Task:
Quote every entry word for word.

Records from a data collection:
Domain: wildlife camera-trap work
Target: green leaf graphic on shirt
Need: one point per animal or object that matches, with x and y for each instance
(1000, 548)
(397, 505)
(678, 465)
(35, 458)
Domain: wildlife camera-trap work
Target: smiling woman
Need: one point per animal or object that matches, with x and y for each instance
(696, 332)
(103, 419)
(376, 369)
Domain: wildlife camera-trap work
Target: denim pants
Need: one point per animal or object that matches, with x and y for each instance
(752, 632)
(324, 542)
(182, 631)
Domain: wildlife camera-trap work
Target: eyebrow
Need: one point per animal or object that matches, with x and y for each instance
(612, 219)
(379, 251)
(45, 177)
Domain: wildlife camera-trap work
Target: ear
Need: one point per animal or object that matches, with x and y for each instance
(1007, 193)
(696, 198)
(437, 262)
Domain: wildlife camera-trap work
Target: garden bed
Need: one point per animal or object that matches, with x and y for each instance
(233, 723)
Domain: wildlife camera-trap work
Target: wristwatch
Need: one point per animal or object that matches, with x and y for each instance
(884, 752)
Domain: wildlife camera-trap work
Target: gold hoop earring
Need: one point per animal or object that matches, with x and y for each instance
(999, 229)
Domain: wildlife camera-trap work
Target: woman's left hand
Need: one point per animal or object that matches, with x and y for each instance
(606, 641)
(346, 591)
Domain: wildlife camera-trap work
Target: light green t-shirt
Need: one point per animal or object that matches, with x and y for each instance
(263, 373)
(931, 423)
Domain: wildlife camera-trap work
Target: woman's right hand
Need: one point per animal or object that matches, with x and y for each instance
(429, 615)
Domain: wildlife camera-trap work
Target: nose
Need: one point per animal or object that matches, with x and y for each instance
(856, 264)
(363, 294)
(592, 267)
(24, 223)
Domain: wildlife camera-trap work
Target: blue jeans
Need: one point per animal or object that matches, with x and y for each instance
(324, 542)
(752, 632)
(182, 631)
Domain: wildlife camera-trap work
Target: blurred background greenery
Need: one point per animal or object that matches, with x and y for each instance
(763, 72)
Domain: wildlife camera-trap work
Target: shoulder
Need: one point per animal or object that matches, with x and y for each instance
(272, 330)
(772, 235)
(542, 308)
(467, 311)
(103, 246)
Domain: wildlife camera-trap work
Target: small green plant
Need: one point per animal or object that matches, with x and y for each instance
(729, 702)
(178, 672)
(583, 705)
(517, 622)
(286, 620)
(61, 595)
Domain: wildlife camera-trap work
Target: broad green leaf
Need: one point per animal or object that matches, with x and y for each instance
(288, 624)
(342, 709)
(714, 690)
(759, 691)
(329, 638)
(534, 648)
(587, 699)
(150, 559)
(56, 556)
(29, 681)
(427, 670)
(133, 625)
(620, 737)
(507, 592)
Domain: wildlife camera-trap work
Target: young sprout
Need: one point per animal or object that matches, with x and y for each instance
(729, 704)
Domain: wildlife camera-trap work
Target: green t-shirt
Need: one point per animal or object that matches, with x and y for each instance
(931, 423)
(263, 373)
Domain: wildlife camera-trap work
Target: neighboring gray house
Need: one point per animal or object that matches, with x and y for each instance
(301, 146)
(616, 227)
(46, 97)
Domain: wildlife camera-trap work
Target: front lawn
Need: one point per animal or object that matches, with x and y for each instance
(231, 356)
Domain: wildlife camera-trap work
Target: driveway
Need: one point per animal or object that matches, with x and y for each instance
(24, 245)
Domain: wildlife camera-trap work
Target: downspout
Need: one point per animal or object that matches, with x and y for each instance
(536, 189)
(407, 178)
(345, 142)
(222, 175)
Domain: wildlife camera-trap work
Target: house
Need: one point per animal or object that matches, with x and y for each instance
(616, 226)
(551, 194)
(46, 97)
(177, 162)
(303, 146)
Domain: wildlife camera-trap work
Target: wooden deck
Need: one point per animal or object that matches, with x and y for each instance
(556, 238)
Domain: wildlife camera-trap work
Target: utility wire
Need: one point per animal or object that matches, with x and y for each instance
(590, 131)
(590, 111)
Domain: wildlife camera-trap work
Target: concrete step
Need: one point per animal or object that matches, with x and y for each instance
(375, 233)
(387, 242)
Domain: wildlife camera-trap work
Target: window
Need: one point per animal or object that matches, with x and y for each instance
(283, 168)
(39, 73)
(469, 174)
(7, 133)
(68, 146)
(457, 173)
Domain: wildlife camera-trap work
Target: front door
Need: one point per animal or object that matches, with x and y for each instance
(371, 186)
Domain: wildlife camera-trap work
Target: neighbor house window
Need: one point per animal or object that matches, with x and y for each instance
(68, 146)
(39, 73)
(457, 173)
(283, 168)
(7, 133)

The solution:
Domain: wildlife camera-trap work
Target: green leaf graphic on shirt
Need: one point per animal or object that matches, with x and y for each instance
(1000, 548)
(397, 505)
(678, 465)
(35, 458)
Domain: wildlife camera-trap work
Target: smiling woman
Need: one point per animal or object that matches, with x and y for each instance
(696, 332)
(103, 419)
(376, 369)
Domain: wildlife camera-trap work
Target: denim pants
Need: one point per animal or object that matches, with x and y for each instance
(752, 632)
(324, 542)
(182, 631)
Domain: wildlife camera-trap work
Target: eyebrow
Need: one point per animal or object that matches, with x and y for each instance
(612, 219)
(379, 251)
(45, 177)
Domain: wildlife camera-trap work
Target: ear
Need: one point per animal or object that matches, with x and y for each instance
(1007, 193)
(696, 198)
(437, 262)
Domain: wildlife camera-trap work
Target: garden bed
Need: one point per animal or object that matches, with x and y for each instance
(233, 723)
Domain: wildlife camera-trap work
Target: wristwatch
Need: one point per animal or object that matches, with x and y for each instance
(884, 752)
Domain: wildlife camera-trap work
Target: gold hoop earring
Need: one point per animal or object that matches, with x and y for each instance
(999, 229)
Domain: wildlife camera-trap work
Target: woman's left hand
Need: one point per animal or object that matches, with x and y for each instance
(606, 641)
(346, 591)
Domain: wildlife camera-trap work
Target: light green t-shirt
Need: one point per animal or object that matches, with x and y for each instance
(263, 373)
(931, 423)
Domain: wildlife camera-trap work
Target: woman's right hand
Need: one point per animal or object that matches, with x and y for each instance
(429, 615)
Domain: wildlife camera-trap work
Target: nose
Need: one point per animal or object that matches, with x and y for each instance
(856, 264)
(363, 294)
(592, 267)
(24, 223)
Domain: wildlife camera-trap work
Target: blue jeans
Need: one point per animal or object that matches, with x and y for each instance
(324, 542)
(752, 632)
(182, 631)
Domain: wildlife camera-trap work
Target: blurred background greenery
Need: one point per animal or object that matches, with x and y for each instance
(763, 72)
Domain: wildlife camera-trap work
Target: shoulder
Need: one point per animal or object that matches, with x and y for each instance
(272, 330)
(772, 235)
(542, 308)
(467, 311)
(103, 246)
Domain: wildlife camera-trap work
Target: small green plant
Need: one point per animal or object that matches, with x and y for each instance
(729, 702)
(178, 672)
(583, 705)
(517, 622)
(286, 620)
(61, 595)
Domain: wildlife camera-trap work
Target: broad green leaf
Need: one point per animal or object that matches, with x and y for each instance
(288, 624)
(342, 709)
(714, 690)
(759, 691)
(329, 638)
(534, 648)
(587, 699)
(150, 559)
(56, 556)
(29, 681)
(427, 670)
(133, 625)
(620, 737)
(507, 592)
Domain: wildlife camera-trap work
Target: young sprout
Need: one point per animal or object that matches, with x and y for each instance
(729, 704)
Domain: wildlife camera-trap work
Target: green t-shirt
Need: one point per animal or object that matches, with x and y for each instance
(931, 423)
(263, 373)
Domain: wildlife camera-trap work
Target: neighboring gray house
Need: one point per animal or object that matches, with x and y for each instance
(301, 146)
(616, 227)
(46, 97)
Domain: wildlife camera-trap work
Target: front lawn
Need: one point per animal or object that matches, with x and y for each instance
(231, 356)
Domain: wildlife camera-trap work
Target: driveway
Need: one point per animal or object that matches, with x and y for each instance
(24, 245)
Domain: wildlife camera-trap work
Target: downspout
Need: one point per animal or object that matches, with x and y for each instance
(536, 189)
(407, 178)
(345, 142)
(222, 175)
Domain: wildlife camera-trap work
Target: house
Need: one point per animal or object that matches, with x and y for each instance
(616, 226)
(551, 194)
(46, 97)
(177, 162)
(303, 146)
Domain: wildlife camera-trap work
Target: wooden deck
Need: one point per animal or object that matches, with x and y for each instance
(556, 238)
Domain: wildlife camera-trap work
Target: utility wire
Need: one point per animal or object that matches, with x and y for each instance
(590, 131)
(590, 111)
Domain: wildlife camera-trap work
Target: concrete step
Need: one point per animal or object that matches, with x and y for each instance
(375, 233)
(387, 242)
Domain: wildlife camera-trap work
Target: window
Need: one point per animal or object that matches, with x and y for each instance
(283, 168)
(39, 73)
(469, 174)
(7, 133)
(68, 146)
(457, 173)
Domain: wildlife camera-trap work
Target: front door
Need: one point per animal or object that matches, with x and y for each instance
(371, 186)
Domain: wildlife camera-trap work
Target: neighbor house window
Need: one point per animal or object that matches, with x and y for each instance
(68, 146)
(39, 73)
(457, 173)
(283, 168)
(7, 133)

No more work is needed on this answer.